## Data excerpts:
=== Begin Enclosure ===

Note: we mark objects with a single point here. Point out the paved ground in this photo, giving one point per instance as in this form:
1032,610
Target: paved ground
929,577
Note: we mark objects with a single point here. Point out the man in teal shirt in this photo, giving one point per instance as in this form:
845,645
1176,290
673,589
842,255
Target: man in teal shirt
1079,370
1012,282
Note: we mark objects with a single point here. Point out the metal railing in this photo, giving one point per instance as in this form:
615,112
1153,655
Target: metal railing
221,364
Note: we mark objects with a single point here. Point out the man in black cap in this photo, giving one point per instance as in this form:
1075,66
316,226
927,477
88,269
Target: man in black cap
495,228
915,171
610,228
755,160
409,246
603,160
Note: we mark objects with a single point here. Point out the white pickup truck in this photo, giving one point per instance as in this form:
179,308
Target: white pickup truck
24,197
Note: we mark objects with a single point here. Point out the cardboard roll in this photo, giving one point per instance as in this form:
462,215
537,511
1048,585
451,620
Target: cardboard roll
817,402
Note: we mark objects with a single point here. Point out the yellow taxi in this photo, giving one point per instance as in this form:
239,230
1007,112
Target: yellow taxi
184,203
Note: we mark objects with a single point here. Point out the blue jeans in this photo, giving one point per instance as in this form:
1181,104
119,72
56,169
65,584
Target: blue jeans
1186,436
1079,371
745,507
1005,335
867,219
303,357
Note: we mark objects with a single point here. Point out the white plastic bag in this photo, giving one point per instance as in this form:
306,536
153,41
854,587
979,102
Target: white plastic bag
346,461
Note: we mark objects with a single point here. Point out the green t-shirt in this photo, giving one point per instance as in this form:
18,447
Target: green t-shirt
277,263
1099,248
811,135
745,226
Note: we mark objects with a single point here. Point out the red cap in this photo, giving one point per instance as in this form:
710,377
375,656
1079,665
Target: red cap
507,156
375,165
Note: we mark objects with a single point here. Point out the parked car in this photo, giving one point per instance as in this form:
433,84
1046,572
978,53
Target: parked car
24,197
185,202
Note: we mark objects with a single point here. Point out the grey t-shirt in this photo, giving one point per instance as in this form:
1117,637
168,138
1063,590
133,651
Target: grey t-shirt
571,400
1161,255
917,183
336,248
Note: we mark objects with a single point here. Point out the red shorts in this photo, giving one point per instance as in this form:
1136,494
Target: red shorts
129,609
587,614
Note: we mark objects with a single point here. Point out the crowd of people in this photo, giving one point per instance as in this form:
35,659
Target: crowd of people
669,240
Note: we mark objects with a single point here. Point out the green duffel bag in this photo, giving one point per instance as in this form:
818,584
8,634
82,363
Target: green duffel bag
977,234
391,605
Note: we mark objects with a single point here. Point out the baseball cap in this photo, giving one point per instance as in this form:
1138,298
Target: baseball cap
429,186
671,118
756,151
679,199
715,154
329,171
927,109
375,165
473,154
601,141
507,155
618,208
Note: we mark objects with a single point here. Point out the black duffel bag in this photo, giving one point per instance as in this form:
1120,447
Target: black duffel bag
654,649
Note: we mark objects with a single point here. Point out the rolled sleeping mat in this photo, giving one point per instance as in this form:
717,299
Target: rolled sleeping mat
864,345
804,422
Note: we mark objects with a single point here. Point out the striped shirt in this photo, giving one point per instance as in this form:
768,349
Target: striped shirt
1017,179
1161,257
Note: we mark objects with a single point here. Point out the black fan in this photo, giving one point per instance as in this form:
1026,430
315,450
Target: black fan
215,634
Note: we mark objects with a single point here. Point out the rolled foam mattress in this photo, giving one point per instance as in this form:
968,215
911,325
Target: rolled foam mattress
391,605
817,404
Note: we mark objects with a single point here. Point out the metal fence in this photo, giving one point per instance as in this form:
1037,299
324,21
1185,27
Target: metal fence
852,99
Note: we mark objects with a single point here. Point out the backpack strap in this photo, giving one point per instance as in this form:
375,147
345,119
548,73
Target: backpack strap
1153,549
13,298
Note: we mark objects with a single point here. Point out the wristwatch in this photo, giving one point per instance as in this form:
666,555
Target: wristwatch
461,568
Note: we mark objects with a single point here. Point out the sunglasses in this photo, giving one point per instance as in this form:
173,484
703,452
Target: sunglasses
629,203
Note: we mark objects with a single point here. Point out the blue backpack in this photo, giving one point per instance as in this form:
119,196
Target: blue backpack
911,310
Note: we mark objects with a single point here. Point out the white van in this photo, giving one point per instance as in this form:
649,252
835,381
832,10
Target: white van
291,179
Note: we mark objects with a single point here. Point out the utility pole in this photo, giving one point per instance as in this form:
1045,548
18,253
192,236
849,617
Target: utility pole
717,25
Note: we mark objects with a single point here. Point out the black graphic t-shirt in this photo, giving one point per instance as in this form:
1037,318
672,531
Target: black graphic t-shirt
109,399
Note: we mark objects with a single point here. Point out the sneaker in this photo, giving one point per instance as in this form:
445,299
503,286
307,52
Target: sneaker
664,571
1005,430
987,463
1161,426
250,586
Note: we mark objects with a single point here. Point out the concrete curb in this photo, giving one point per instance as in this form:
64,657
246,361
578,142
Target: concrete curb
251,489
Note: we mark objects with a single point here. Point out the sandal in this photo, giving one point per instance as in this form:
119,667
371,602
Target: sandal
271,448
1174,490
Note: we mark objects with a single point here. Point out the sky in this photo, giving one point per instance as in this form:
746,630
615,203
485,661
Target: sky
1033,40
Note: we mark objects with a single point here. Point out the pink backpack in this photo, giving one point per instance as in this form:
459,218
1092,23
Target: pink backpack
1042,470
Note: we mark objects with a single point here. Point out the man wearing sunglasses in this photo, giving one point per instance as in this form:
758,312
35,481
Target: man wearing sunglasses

=== End Enclosure ===

All lines carrying the word "wearing" must be copied from the data above.

## OUTPUT FOR THIS TASK:
Note: we mark objects with a single point here. Point out the man wearing sunglasses in this photo, giving one point per instance as in this form:
Target: man wearing sunglasses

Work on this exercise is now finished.